▶ **Activity**
Print exactly the lines from the line with "of the slate" to the last line of the data, please, both included.

▶ **Records to process**
━━━━━━━━━━

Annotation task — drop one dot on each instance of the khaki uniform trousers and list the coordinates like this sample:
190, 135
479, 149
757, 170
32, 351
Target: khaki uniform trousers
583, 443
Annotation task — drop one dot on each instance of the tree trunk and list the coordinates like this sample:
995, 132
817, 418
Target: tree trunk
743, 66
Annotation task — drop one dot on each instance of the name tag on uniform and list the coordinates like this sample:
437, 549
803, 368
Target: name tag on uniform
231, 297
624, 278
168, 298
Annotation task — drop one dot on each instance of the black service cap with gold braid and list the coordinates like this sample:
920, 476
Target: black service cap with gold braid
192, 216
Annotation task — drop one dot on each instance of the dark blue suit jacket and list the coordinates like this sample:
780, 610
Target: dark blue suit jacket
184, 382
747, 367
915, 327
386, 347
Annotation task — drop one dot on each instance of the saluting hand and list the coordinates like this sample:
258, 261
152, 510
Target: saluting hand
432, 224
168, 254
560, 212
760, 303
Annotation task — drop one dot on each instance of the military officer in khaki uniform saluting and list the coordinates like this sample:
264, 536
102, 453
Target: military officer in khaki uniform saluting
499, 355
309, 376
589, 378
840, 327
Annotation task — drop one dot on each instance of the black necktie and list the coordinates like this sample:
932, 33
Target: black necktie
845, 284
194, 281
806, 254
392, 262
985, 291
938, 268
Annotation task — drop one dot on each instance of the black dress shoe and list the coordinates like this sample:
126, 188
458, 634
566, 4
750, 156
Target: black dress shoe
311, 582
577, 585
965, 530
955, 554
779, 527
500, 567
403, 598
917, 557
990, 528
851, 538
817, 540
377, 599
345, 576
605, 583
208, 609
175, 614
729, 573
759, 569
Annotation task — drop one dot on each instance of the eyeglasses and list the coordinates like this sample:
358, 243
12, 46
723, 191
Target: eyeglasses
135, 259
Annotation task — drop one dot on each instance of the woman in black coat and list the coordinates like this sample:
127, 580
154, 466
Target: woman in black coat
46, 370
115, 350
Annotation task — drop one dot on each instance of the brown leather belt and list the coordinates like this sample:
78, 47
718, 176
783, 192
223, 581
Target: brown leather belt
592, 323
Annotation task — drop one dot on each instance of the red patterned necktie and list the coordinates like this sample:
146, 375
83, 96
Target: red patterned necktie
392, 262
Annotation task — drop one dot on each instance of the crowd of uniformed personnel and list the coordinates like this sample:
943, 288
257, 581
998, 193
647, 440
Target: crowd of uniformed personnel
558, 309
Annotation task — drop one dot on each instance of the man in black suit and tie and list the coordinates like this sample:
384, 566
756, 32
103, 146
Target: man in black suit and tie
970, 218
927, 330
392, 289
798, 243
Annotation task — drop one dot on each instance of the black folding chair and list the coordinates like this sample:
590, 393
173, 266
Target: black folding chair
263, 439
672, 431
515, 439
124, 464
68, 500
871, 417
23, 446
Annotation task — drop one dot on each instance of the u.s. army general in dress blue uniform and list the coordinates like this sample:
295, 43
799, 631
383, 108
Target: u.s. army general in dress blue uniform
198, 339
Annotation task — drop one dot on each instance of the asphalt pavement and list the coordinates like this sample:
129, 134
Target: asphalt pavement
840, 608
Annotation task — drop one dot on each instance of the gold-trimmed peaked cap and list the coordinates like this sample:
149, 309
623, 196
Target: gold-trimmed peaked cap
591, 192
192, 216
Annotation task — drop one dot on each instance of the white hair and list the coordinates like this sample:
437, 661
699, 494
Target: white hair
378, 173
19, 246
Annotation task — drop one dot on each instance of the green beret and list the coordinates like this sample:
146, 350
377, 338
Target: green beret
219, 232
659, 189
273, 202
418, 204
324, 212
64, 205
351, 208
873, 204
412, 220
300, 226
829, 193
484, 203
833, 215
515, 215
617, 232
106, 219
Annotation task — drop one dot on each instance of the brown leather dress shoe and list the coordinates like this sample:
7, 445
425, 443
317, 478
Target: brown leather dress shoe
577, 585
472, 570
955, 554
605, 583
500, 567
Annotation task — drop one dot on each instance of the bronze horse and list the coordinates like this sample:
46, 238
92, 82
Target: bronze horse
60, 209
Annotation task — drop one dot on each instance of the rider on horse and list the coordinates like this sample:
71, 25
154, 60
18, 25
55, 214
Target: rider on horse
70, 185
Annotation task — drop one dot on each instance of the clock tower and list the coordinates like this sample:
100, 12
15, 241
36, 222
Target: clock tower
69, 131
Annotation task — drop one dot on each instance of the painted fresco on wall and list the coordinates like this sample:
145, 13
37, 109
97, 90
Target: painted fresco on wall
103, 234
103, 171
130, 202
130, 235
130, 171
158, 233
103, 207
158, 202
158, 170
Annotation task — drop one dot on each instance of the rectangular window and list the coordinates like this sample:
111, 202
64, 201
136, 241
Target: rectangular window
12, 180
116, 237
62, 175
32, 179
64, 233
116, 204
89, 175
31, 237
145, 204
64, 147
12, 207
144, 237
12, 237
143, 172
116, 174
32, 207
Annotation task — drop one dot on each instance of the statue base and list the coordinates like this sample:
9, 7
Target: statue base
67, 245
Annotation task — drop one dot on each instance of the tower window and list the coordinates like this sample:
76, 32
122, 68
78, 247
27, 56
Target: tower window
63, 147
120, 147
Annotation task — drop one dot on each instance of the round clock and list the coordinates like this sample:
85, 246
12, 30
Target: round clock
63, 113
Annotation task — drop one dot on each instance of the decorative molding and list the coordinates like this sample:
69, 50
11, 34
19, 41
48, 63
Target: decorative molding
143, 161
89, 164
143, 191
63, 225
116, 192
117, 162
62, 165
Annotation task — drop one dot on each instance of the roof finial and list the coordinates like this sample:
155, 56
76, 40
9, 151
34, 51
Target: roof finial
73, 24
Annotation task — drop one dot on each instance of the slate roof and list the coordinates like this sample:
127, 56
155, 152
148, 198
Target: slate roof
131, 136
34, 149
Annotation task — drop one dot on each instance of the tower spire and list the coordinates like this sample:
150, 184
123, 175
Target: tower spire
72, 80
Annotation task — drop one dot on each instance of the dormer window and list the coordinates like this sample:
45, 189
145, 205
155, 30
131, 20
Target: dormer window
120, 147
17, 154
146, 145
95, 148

━━━━━━━━━━

▶ **Solution to this task**
Annotation task — drop one dot on each instance of the slate roof and list the coordinates like this sample:
127, 56
155, 152
148, 198
Target: slate roof
131, 136
34, 149
Annotation task — drop one dot on each instance of the tower spire and list the coordinates like this sample:
150, 184
123, 175
Target: tower spire
72, 80
Annotation task — drop one dot on each instance of the dormer window and list the coordinates like this sample:
45, 189
145, 205
155, 30
131, 20
Target: dormer window
120, 147
17, 154
146, 145
95, 148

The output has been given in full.